Goal
Reproduce the data that follows in its entirety, character for character.

Lines of data

--

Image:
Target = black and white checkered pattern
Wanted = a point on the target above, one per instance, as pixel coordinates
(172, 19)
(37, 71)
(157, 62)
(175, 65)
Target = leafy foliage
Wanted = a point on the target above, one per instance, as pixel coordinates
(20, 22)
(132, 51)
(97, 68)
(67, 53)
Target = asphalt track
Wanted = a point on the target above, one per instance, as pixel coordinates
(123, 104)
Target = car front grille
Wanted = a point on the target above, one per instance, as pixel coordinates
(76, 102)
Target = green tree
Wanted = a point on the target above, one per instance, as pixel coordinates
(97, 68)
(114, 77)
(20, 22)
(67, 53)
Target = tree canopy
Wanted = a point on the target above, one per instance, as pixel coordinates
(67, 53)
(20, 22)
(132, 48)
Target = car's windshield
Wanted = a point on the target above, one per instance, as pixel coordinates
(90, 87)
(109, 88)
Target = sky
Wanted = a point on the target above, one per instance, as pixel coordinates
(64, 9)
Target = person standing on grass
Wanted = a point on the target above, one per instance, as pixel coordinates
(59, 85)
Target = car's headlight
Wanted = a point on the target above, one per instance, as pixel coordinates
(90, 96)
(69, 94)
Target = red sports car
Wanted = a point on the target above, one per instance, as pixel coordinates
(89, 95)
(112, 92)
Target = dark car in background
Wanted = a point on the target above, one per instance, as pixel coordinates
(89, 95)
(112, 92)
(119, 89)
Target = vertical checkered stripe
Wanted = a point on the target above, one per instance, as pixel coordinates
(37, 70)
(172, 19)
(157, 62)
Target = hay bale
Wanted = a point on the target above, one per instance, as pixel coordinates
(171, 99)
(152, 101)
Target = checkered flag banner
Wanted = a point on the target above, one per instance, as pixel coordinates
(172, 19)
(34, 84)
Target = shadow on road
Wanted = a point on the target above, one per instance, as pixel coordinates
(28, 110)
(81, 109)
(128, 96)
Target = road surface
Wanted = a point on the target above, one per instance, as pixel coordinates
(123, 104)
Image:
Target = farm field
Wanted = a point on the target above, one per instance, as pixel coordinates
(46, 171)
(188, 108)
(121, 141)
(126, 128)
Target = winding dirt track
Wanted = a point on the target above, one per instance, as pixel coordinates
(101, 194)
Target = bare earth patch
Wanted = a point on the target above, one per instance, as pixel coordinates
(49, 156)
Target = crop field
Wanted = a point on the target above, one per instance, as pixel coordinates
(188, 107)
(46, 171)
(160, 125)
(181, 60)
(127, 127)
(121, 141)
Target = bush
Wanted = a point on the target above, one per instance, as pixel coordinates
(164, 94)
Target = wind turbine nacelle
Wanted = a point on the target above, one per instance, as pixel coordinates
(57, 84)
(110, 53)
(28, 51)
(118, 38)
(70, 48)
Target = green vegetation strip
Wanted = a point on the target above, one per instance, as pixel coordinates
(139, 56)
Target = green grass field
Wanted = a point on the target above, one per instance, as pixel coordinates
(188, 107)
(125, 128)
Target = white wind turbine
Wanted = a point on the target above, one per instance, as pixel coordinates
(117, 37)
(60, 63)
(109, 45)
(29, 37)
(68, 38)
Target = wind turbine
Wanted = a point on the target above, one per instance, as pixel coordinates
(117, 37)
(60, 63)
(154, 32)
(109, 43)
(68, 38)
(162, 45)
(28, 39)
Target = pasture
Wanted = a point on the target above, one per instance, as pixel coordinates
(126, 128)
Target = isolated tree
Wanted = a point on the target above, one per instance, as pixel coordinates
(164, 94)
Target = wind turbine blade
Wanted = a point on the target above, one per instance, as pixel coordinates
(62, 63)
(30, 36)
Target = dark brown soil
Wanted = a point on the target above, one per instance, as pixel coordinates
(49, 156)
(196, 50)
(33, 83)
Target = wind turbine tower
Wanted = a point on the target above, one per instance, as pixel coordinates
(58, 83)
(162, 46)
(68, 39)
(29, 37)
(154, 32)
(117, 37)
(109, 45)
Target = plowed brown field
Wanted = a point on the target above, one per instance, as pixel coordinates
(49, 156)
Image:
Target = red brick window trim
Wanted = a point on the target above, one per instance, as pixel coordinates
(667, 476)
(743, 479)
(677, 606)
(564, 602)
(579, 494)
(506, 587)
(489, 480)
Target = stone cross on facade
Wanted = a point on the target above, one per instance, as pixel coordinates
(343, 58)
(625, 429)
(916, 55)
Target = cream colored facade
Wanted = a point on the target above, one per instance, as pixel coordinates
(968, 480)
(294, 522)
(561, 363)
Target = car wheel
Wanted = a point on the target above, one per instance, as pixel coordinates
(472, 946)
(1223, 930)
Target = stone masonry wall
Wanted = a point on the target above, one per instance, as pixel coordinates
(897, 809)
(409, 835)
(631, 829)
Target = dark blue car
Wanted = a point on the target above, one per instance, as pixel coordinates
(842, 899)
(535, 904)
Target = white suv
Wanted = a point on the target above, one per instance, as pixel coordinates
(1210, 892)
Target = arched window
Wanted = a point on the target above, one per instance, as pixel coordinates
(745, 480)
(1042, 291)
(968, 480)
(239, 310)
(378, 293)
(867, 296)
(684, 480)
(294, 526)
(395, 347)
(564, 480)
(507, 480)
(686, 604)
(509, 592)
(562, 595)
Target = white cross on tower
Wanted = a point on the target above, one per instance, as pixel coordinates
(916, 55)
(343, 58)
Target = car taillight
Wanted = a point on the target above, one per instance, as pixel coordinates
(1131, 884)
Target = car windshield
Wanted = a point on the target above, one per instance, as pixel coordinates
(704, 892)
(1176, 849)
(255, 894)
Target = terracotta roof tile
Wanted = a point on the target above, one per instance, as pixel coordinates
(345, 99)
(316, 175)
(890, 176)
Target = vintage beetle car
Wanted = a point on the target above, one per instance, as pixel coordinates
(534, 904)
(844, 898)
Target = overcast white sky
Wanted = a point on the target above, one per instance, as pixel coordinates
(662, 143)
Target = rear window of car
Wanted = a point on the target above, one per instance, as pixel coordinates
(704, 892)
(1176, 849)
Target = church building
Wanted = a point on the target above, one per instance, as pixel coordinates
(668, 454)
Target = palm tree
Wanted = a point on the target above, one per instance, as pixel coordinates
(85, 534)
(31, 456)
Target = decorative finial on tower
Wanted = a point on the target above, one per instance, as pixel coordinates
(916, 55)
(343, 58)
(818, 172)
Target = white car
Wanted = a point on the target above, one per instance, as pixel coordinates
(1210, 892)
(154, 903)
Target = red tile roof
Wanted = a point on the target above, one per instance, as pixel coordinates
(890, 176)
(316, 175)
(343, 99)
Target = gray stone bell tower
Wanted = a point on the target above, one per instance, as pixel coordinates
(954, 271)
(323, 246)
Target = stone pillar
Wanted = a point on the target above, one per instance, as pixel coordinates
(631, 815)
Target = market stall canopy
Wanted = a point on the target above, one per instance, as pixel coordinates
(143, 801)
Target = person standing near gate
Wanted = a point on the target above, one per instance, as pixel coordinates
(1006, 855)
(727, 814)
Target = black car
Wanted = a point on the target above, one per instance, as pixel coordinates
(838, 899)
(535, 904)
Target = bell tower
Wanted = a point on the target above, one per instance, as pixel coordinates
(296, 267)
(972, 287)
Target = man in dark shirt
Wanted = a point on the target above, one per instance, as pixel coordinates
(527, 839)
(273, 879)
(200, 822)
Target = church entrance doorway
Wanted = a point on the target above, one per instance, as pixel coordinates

--

Task answer
Image:
Target = black and white checkered pattern
Wanted = a point on the target above, one per instance, as pixel coordinates
(172, 19)
(37, 71)
(157, 62)
(175, 65)
Target = leafy foliage
Wanted = a point on the target above, one per instance, as pixel coordinates
(20, 22)
(132, 51)
(97, 68)
(67, 53)
Target = asphalt track
Wanted = a point on the target above, one per instance, as pixel coordinates
(123, 104)
Target = car front grille
Wanted = a point on the target above, one per instance, as pixel coordinates
(76, 102)
Target = green tree
Wanted = a point on the target above, one per instance, as pixel coordinates
(97, 68)
(114, 77)
(20, 22)
(67, 53)
Target = tree canopy
Wanted = a point on the target above, one per instance, as pixel coordinates
(67, 53)
(20, 22)
(132, 48)
Target = car's windshield
Wanted = a point on the target above, one per instance, as pixel coordinates
(90, 87)
(109, 88)
Target = sky
Wanted = a point on the target above, one per instance, as pixel coordinates
(64, 9)
Target = person standing on grass
Wanted = a point on the target above, one per instance, as pixel coordinates
(59, 85)
Target = car's headlight
Wanted = a point on the target above, one per instance, as pixel coordinates
(90, 96)
(69, 94)
Target = red sports car
Wanted = a point on the target above, one per instance, as pixel coordinates
(89, 95)
(112, 92)
Target = dark car in background
Wanted = a point on the target above, one per instance, as pixel coordinates
(89, 95)
(112, 92)
(119, 89)
Target = vertical checkered stripe
Wanted = a point on the target above, one per instance, as pixel coordinates
(37, 70)
(172, 19)
(157, 62)
Target = hay bale
Wanted = a point on the target above, one per instance, as pixel coordinates
(171, 99)
(152, 101)
Target = checkered flag banner
Wanted = a point on the target above, one per instance, as pixel coordinates
(172, 19)
(34, 84)
Target = shadow on road
Wanted = a point on the target above, one per instance, as pixel coordinates
(28, 110)
(81, 109)
(128, 96)
Target = road surface
Wanted = a point on the target above, one per instance, as pixel coordinates
(123, 104)
Image:
Target = farm field
Wanted = a point on the target above, one per instance, as pixel coordinates
(46, 171)
(188, 108)
(121, 141)
(126, 128)
Target = winding dirt track
Wanted = a point on the target above, one per instance, as pixel coordinates
(101, 194)
Target = bare earth patch
Wanted = a point on the target above, one per instance, as pixel coordinates
(49, 156)
Target = crop field
Wanted = a point on the target above, one per instance, as pixel coordinates
(188, 107)
(46, 171)
(160, 125)
(181, 60)
(127, 127)
(121, 141)
Target = bush
Wanted = a point on the target above, one per instance, as pixel coordinates
(164, 94)
Target = wind turbine nacelle
Wanted = a point on the target above, one per instance, as pixel coordinates
(57, 84)
(110, 53)
(28, 51)
(118, 38)
(70, 48)
Target = green vegetation strip
Wanted = a point on the target above, one per instance, as pixel coordinates
(139, 56)
Target = green grass field
Wanted = a point on the target above, one per instance, as pixel coordinates
(188, 107)
(125, 128)
Target = white wind turbine
Wanted = a point on the target above, one per instance, as pixel coordinates
(117, 37)
(60, 63)
(109, 45)
(29, 37)
(68, 38)
Target = wind turbine
Wanted = a point on the target above, one per instance, as pixel coordinates
(117, 37)
(60, 63)
(154, 32)
(109, 43)
(68, 38)
(162, 45)
(28, 39)
Target = pasture
Wanted = a point on the target above, one per instance, as pixel coordinates
(126, 128)
Target = isolated tree
Wanted = a point on the target above, one per instance, as pixel coordinates
(164, 94)
Target = wind turbine blade
Wanted = a point on the target above, one per instance, as pixel coordinates
(62, 63)
(30, 36)
Target = dark brown soil
Wanted = a point on the target above, one per instance, as pixel coordinates
(49, 156)
(196, 50)
(33, 83)
Target = wind turbine tower
Wanted = a point on the target above, one per instance, as pixel coordinates
(58, 83)
(162, 46)
(68, 39)
(29, 37)
(154, 32)
(117, 37)
(109, 45)
Target = plowed brown field
Wanted = a point on the target above, one per instance, as pixel coordinates
(49, 156)
Image:
Target = red brick window trim
Wanted = a point on the target above, one per instance, as pixel coordinates
(667, 476)
(743, 479)
(677, 606)
(564, 602)
(579, 494)
(506, 587)
(489, 480)
Target = stone cross on facade
Wanted = a point on the target above, one per instance, as pixel coordinates
(343, 58)
(625, 429)
(916, 55)
Target = cream colored facade
Wanted = a point on the target above, one per instance, as pixel coordinates
(968, 480)
(294, 522)
(561, 363)
Target = car wheel
Wanted = a point on the target above, one per instance, as pixel coordinates
(472, 946)
(1223, 930)
Target = stone masonry wall
Wanted = a point on the target above, one per instance, as pixel coordinates
(897, 809)
(409, 835)
(631, 829)
Target = dark blue car
Wanted = a point on the target above, one per instance, as pixel coordinates
(842, 899)
(535, 904)
Target = white suv
Wanted = a point on the target above, one per instance, as pixel coordinates
(1210, 892)
Target = arched window
Wanted = a point on the target above, one per instance, as pixel coordinates
(745, 480)
(1042, 291)
(968, 480)
(239, 310)
(378, 293)
(867, 296)
(684, 480)
(294, 526)
(395, 347)
(564, 480)
(507, 480)
(686, 604)
(509, 592)
(562, 595)
Target = white cross on tower
Wanted = a point on the target above, one per instance, as pixel coordinates
(916, 55)
(343, 58)
Target = car taillight
Wanted = a point on the target above, one per instance, as pixel coordinates
(1131, 884)
Target = car windshield
Wanted = a point on the target above, one per instance, as pixel coordinates
(704, 892)
(1176, 849)
(255, 894)
Target = terracotta roof tile
Wanted = a point on the target above, one per instance, as pixel coordinates
(345, 99)
(316, 175)
(890, 176)
Target = vintage beetle car
Wanted = a point on the target above, one per instance, as pixel coordinates
(534, 904)
(844, 898)
Target = overcast white sky
Wanted = a point on the target above, one per instance, as pixel coordinates
(662, 143)
Target = rear window of car
Wanted = a point on the target above, one per instance, as pixel coordinates
(704, 892)
(1176, 849)
Target = church building
Wanted = a point on the target above, one per instance, as pixel coordinates
(668, 454)
Target = palm tree
Wanted = a point on the target above, one per instance, as pixel coordinates
(85, 534)
(31, 456)
Target = decorative finial on tower
Wanted = a point on the target above, one per instance, as pixel coordinates
(916, 55)
(343, 58)
(818, 172)
Target = white car
Wanted = a point on the target above, one per instance, as pixel coordinates
(1210, 892)
(154, 903)
Target = red tile roof
Wanted = a point on the target above, one per instance, as pixel coordinates
(890, 176)
(316, 175)
(343, 99)
Target = gray stone bell tower
Wanted = a point on the target above, one per instance, as pixel coordinates
(954, 271)
(323, 246)
Target = stone pillar
Wanted = a point on the target above, one per instance, as pixel coordinates
(631, 815)
Target = market stall canopy
Wanted = a point on the target above, one per instance, as pixel coordinates
(143, 801)
Target = person standing near gate
Wanted = a point on the target above, one per instance, as pixel coordinates
(1006, 855)
(727, 814)
Target = black car
Wanted = a point on the target above, one per instance, as pixel coordinates
(838, 899)
(535, 904)
Target = bell tower
Wanted = a point on the target above, one per instance, as pixel coordinates
(296, 267)
(972, 287)
Target = man in dark shirt
Wanted = a point on the target above, one per instance, as pixel coordinates
(527, 839)
(273, 879)
(200, 822)
Target = church entrance doorway
Wanted = a point on the target above, one per instance, as pixel coordinates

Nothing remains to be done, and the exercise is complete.